[Collected data entries]
* * *

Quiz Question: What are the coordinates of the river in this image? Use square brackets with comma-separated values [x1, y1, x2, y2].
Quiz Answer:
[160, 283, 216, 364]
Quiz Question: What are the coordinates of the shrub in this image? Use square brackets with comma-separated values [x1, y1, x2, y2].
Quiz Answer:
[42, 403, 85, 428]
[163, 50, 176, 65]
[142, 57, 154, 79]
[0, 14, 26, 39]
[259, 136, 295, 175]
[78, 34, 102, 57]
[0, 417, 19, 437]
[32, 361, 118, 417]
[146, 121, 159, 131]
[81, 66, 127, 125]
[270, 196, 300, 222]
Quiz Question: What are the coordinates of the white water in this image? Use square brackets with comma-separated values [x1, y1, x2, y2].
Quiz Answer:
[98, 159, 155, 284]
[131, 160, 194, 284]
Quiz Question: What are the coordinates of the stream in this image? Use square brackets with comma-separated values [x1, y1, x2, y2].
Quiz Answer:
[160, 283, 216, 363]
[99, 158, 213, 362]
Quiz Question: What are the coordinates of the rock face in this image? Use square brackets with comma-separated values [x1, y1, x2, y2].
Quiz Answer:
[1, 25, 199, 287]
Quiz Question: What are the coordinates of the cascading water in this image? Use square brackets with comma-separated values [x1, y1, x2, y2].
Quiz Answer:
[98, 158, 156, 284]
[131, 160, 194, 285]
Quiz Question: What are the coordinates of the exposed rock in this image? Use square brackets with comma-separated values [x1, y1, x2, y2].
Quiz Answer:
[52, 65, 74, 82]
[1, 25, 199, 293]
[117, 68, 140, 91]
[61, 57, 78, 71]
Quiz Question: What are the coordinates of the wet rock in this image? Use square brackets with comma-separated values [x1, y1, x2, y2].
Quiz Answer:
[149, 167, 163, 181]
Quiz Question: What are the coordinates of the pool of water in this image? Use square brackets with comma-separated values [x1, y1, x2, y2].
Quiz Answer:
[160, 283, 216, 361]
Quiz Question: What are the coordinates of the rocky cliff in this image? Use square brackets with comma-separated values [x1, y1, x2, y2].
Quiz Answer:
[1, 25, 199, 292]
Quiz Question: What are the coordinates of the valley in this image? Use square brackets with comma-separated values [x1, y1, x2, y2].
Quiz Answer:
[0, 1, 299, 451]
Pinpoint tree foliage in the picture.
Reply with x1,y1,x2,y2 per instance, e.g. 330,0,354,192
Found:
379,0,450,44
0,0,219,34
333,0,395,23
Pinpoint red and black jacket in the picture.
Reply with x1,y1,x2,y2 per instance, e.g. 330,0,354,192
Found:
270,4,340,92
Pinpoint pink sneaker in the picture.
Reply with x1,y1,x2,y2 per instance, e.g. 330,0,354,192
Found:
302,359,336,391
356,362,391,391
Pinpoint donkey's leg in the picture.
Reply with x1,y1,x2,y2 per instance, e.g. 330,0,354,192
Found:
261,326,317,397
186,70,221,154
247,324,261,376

* * *

• [Activity] From the records above, reproduce exactly the lines from the one with "Quiz Question: What are the coordinates of the rock face" to the one with "Quiz Question: What are the coordinates of the cascading", both included, and no others.

• [Your response]
Quiz Question: What are the coordinates of the rock face in this image? Use square brackets with comma-separated values [x1, y1, x2, y2].
Quiz Answer:
[1, 25, 199, 287]
Quiz Question: What are the coordinates of the cascading water in this image? Use square brackets with comma-separated values [x1, y1, x2, y2].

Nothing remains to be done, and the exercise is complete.